• WHAT TO DO
Return the records that follow, matching each one exactly.

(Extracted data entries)
-- start --

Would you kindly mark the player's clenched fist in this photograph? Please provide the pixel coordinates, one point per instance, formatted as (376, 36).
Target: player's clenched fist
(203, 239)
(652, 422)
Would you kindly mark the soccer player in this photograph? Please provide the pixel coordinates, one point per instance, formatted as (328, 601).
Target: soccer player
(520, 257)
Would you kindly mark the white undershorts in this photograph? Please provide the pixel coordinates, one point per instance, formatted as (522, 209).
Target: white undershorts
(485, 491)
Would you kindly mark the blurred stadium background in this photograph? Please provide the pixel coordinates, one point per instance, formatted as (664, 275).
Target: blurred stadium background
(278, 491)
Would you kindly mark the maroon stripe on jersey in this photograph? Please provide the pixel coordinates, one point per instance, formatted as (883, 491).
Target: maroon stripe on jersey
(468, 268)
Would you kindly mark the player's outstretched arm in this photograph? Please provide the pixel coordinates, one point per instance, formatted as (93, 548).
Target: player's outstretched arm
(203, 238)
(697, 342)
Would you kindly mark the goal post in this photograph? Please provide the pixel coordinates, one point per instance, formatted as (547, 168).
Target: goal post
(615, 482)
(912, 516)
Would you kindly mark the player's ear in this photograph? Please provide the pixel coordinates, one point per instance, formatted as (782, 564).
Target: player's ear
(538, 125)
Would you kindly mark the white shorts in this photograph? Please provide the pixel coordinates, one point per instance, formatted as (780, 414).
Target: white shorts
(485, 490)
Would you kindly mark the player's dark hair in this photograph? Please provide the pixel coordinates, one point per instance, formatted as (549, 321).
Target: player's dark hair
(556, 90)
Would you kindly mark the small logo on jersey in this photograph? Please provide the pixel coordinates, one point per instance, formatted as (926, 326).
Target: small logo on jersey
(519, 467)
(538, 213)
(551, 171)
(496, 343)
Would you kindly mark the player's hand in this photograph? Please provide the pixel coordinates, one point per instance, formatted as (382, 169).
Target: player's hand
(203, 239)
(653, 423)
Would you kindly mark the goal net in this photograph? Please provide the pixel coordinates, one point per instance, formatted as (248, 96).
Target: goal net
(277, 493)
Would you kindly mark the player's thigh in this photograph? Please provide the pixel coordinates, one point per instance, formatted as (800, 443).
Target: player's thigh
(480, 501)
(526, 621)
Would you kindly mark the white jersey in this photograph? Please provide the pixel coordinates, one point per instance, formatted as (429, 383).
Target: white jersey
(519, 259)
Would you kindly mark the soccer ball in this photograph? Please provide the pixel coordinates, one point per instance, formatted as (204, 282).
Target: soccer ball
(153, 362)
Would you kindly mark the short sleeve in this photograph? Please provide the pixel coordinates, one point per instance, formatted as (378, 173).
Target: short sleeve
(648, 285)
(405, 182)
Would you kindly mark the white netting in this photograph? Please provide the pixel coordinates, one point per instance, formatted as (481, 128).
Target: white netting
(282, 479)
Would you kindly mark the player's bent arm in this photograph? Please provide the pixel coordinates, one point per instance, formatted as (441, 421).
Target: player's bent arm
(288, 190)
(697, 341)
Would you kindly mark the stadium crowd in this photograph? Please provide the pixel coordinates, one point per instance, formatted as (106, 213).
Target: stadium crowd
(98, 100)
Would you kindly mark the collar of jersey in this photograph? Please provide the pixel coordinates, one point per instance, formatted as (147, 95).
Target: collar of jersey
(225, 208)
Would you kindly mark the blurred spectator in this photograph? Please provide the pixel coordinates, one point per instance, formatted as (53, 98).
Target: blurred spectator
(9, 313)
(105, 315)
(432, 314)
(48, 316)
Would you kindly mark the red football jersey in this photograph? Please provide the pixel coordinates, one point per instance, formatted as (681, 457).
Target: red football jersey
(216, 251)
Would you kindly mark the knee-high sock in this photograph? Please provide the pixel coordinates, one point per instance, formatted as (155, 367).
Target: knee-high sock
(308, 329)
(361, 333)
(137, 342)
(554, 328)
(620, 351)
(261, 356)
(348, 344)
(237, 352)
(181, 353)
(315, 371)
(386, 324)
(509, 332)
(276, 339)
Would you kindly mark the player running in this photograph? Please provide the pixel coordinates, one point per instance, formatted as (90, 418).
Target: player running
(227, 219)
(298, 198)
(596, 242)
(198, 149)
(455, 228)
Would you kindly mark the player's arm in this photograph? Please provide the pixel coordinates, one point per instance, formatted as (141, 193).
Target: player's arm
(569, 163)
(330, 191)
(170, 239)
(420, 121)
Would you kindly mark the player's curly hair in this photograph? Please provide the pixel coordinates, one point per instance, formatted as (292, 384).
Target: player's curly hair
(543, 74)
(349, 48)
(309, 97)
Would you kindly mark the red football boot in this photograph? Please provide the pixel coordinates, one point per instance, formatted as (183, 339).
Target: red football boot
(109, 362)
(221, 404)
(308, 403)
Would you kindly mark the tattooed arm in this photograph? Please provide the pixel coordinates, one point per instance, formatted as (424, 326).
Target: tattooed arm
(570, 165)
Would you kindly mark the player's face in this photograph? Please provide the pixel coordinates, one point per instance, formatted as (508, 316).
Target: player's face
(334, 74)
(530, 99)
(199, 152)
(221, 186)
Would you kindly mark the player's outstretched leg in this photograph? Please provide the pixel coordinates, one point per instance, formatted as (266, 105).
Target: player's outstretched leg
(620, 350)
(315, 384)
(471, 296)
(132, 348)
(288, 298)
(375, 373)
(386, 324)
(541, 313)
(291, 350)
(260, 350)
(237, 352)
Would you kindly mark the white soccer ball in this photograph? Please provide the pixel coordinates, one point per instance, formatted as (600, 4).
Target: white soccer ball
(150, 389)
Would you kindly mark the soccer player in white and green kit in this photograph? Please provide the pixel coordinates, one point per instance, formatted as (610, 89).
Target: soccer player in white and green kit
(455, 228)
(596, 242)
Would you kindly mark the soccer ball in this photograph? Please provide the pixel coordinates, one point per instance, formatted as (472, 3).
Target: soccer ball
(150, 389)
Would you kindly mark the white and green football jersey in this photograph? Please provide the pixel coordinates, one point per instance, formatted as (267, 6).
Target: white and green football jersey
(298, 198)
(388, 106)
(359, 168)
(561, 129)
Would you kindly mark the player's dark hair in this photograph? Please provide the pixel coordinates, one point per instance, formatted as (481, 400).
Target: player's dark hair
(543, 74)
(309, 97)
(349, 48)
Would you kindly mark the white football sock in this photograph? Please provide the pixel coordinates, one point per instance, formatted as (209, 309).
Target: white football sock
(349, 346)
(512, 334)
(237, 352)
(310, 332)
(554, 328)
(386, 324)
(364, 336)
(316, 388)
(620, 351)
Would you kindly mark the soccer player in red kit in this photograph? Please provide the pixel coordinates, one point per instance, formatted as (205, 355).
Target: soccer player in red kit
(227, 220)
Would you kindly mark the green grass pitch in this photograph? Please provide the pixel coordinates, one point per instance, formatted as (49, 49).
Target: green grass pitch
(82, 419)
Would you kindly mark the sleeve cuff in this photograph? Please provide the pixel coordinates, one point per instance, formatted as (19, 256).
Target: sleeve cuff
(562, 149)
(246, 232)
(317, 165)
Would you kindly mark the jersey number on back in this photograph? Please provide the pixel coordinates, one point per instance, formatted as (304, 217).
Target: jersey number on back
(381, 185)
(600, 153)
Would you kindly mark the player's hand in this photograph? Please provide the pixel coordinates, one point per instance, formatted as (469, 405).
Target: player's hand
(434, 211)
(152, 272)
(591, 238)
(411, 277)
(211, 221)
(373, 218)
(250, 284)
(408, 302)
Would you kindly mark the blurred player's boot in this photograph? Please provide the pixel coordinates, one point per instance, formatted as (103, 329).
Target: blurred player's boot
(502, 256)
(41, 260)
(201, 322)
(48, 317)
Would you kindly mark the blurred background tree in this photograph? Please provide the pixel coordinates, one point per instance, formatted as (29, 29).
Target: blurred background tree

-- end --

• FINISHED EXERCISE
Would you kindly mark the player's clenched fist in this photograph? Please provide the pixel coordinates, one point per instance, formatted as (376, 36).
Target: player's clenched fist
(203, 239)
(652, 422)
Would you kindly mark the soccer player in this photograph? Please provide the pixel coordinates, one point per instance, formatted as (328, 601).
Target: soccer player
(520, 257)
Would you kindly mark the white undershorts in this photograph? Please provide the pixel coordinates, one point per instance, formatted as (522, 209).
Target: white undershorts
(485, 491)
Would you kindly mark the blurred stadium background in this photograph? Please provide the pixel coordinates, one point per instance, formatted as (664, 275).
Target: blurred stadium background
(278, 491)
Would you kindly mark the maroon stripe on jersey in this photograph? Please provide the pixel coordinates, one point per instance, formatted as (883, 491).
Target: maroon stripe on jersey
(468, 268)
Would you kindly mark the player's outstretched arm in this photograph? Please provide the pixel coordinates, one point per instance, formatted as (93, 548).
Target: player's outstretched arm
(203, 238)
(697, 342)
Would you kindly mark the goal post in this photograph? Please provide the pixel coordinates, one point per instance, formatted as (547, 168).
Target: goal post
(615, 482)
(912, 516)
Would you kindly mark the player's ear in this photograph? Please provide the pixel coordinates, one point per instance, formatted as (782, 564).
Target: player's ear
(538, 125)
Would you kindly mark the white shorts in this photograph? Please provide the pixel coordinates, one point per instance, formatted as (780, 414).
Target: white shorts
(485, 490)
Would you kindly mark the player's dark hair in this photograph? Please provide the pixel coordinates, one point per instance, formatted as (549, 321).
Target: player's dark hair
(556, 90)
Would you kindly mark the small logo on jersey in this photograph? Please provide the pixel coordinates, one point per instance, formatted as (926, 326).
Target: small logo on jersey
(519, 467)
(538, 213)
(551, 171)
(496, 343)
Would you kindly mark the player's hand in this photograph? Please provide the pixel coordinates, one point per instance, formatted as (382, 169).
Target: player's hand
(203, 239)
(653, 423)
Would you kindly mark the goal net in this photograph? Please provide the pixel coordinates, one point per instance, formatted as (248, 96).
Target: goal net
(277, 493)
Would you kindly mark the player's thigh in this photograph? Please provide the pixel coordinates, one point per instance, formatted as (800, 443).
Target: player's thigh
(480, 501)
(526, 621)
Would you kindly mark the white jersey in this photograph? Please provide the pixel coordinates, one point per instance, formatted as (429, 383).
Target: white jersey
(519, 259)
Would you kindly mark the soccer ball in this photograph? Please provide the pixel coordinates, one point per instance, formatted as (204, 282).
Target: soccer ball
(153, 362)
Would you kindly mark the short sleeve in this photograph? Please provide the pixel coordinates, one point per instance, formatted as (378, 173).
Target: short sleeve
(648, 285)
(405, 182)
Would you kindly mark the white netting in this photograph? Please provide the pixel coordinates, one point per instance, formatted as (481, 128).
Target: white netting
(282, 479)
Would you kindly mark the player's bent arm in this photograph? Please provide the pixel coordinates, one point per instance, formatted as (441, 421).
Target: player's bent arm
(288, 190)
(697, 341)
Would you kindly mark the stadium crowd in this photograph? Please provide the pixel coordinates, one point per instance, formatted as (106, 213).
Target: stadium crowd
(98, 100)
Would you kindly mark the collar of jersey in this photograph? Please provide the pixel coordinates, one point per instance, formatted as (147, 95).
Target: collar of jersey
(225, 208)
Would you kindly mark the blurred spectator in this photograph? Please provide the pixel coordinates, one point per instance, formatted as (53, 98).
Target: blurred spectator
(9, 313)
(105, 315)
(432, 314)
(48, 316)
Would you kindly mark the red football jersey in this photograph? Please provide the pixel coordinates, one point per instance, formatted as (681, 457).
Target: red football jersey
(216, 251)
Would you kindly mark the knee-high sock in this photograph? Please provide the pixel coordinates, one point per instance, formatted as (155, 367).
Target: knee-high sock
(308, 329)
(361, 333)
(137, 342)
(554, 328)
(620, 351)
(261, 356)
(348, 344)
(237, 352)
(181, 353)
(315, 371)
(386, 324)
(509, 332)
(276, 339)
Would you kindly mark the player running in this photograph? Please provide the pixel coordinates, one point per instance, formatted as (90, 418).
Target: player running
(227, 219)
(298, 198)
(596, 242)
(198, 149)
(455, 228)
Would you kindly mark the player's arm in this photograph? Please provide the pixel coordinates, one point per instance, formatted as (141, 193).
Target: player's arm
(569, 163)
(330, 191)
(170, 239)
(420, 121)
Would you kindly mark the player's curly hair in this photograph? Please provide the pixel coordinates, one point per instance, formatted as (292, 384).
Target: player's curly hair
(543, 74)
(349, 48)
(309, 97)
Would you kindly mark the red football boot in this photograph? Please provide the pixel coordinates, one point per instance, formatted as (183, 339).
Target: red football boot
(109, 362)
(221, 404)
(308, 403)
Would you kindly mark the tattooed arm in this photograph? Please provide the pixel coordinates, one point per instance, formatted as (424, 326).
Target: tattooed arm
(570, 165)
Would you kindly mark the player's face in this photograph? Please provide the pixel coordinates, one point per instance, formatted as (508, 316).
Target: player's face
(334, 74)
(530, 99)
(199, 152)
(221, 186)
Would you kindly mark the player's outstretched leg in this photograph? Please provide the pixel coordinates, one point per instance, formatted as (266, 105).
Target: player's outstretched leg
(620, 350)
(315, 384)
(471, 296)
(132, 348)
(288, 298)
(375, 373)
(386, 324)
(541, 313)
(291, 350)
(260, 350)
(237, 352)
Would you kindly mark the white soccer ball in this photograph? Please provide the pixel coordinates, one point per instance, formatted as (600, 4).
Target: white soccer ball
(150, 389)
Would you kindly mark the soccer player in white and green kit in this photograph? Please provide the pixel coordinates, one point per instance, formatted as (610, 89).
Target: soccer player in white and green kit
(455, 228)
(596, 242)
Would you kindly mark the soccer ball in this photograph? Please provide the pixel coordinates, one point per instance, formatted as (472, 3).
Target: soccer ball
(150, 389)
Would you kindly mark the white and green football jersey in this photograph? Please provide the pixel coordinates, one point per instance, formatted as (267, 6).
Target: white and green football jersey
(298, 198)
(388, 106)
(359, 168)
(561, 129)
Would you kindly mark the player's dark hair in this photograph? Please provide the pixel coordinates, one point per instance, formatted as (481, 400).
Target: player's dark hair
(543, 74)
(309, 97)
(349, 48)
Would you kindly mark the white football sock in this photograph? Please provide the pixel coordinates, one point per instance, formatted as (209, 309).
Target: white football sock
(349, 346)
(512, 334)
(237, 352)
(310, 332)
(554, 328)
(386, 324)
(364, 336)
(316, 388)
(620, 351)
Would you kindly mark the soccer player in red kit in this photograph? Please provide the pixel coordinates, one point per instance, formatted as (205, 355).
Target: soccer player in red kit
(227, 220)
Would you kindly mark the green grass pitch in this photograph? Please provide the pixel coordinates, one point per instance, formatted as (49, 49).
Target: green grass pitch
(82, 419)
Would you kindly mark the sleeve cuff in this photograph? Please provide the pixel coordinates, one point per instance, formatted as (19, 256).
Target: sleeve cuff
(562, 149)
(246, 232)
(317, 165)
Would you kindly mark the jersey number on back in this photograph? Please provide the pixel coordinates, one point per instance, formatted as (304, 217).
Target: jersey number on back
(381, 185)
(600, 153)
Would you kindly mark the player's hand in this photograph? Please provide the pixel coordinates, one point per instance, formatted as (469, 405).
Target: player's hand
(434, 211)
(152, 272)
(591, 238)
(411, 277)
(211, 221)
(373, 218)
(250, 284)
(408, 302)
Would you kindly mark the blurred player's boot in this photograph? Please provide the pixel coordinates, one point per instance, formatted as (103, 329).
Target: blurred player's boot
(502, 256)
(41, 260)
(201, 322)
(48, 317)
Would you kindly mark the blurred background tree in this photograph? Please provide the pixel coordinates, one point per instance, formatted as (29, 29).
Target: blurred background tree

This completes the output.